MATERIAL FOR THE TASK Block Start
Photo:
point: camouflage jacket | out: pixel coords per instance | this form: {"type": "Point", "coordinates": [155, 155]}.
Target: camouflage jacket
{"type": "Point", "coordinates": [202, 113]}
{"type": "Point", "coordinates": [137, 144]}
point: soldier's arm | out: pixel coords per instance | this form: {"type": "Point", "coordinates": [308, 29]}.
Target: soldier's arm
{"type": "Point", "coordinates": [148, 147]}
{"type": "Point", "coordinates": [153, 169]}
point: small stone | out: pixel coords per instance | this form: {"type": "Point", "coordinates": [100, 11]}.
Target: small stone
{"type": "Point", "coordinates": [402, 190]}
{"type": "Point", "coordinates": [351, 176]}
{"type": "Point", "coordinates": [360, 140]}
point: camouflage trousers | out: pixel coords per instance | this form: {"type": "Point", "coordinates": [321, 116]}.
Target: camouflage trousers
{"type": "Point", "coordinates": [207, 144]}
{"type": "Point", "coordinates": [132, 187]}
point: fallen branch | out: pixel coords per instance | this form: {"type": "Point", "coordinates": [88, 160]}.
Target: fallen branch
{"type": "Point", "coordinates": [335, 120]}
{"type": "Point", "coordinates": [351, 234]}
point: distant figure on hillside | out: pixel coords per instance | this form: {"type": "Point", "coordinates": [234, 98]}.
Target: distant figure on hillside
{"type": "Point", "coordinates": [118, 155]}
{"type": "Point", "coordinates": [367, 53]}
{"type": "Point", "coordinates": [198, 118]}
MATERIAL FOR THE TASK Block End
MATERIAL FOR THE TASK Block Start
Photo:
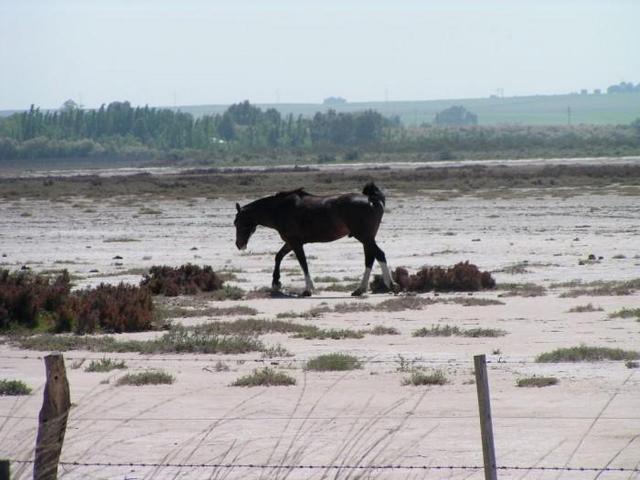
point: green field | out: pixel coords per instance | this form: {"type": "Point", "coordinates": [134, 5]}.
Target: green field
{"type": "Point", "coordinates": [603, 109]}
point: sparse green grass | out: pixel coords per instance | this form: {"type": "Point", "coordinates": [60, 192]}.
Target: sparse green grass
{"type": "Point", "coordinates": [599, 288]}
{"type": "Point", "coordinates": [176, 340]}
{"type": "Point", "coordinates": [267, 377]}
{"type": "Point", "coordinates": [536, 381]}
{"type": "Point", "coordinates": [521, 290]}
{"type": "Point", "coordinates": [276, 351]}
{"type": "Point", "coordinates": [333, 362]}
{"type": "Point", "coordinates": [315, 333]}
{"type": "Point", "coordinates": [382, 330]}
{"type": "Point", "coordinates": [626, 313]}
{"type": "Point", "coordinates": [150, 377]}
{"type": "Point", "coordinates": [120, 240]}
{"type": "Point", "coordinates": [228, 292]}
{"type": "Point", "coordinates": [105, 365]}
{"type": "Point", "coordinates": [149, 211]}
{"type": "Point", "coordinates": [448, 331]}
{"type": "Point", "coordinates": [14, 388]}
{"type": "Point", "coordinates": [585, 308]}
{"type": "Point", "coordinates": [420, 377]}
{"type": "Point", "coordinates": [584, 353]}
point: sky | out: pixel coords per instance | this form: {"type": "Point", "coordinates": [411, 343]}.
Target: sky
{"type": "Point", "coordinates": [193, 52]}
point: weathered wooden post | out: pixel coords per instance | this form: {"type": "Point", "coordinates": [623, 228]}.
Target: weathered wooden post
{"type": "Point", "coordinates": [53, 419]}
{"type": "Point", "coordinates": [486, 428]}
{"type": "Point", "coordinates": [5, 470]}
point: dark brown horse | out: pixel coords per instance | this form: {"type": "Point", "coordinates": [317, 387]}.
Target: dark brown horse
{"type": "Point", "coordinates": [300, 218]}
MATERIAL FOR THE TASK Block End
[TO DO] State how many lines in the records above contain the word "instance". Give nothing but the number.

[REPLY TO THE TASK] 11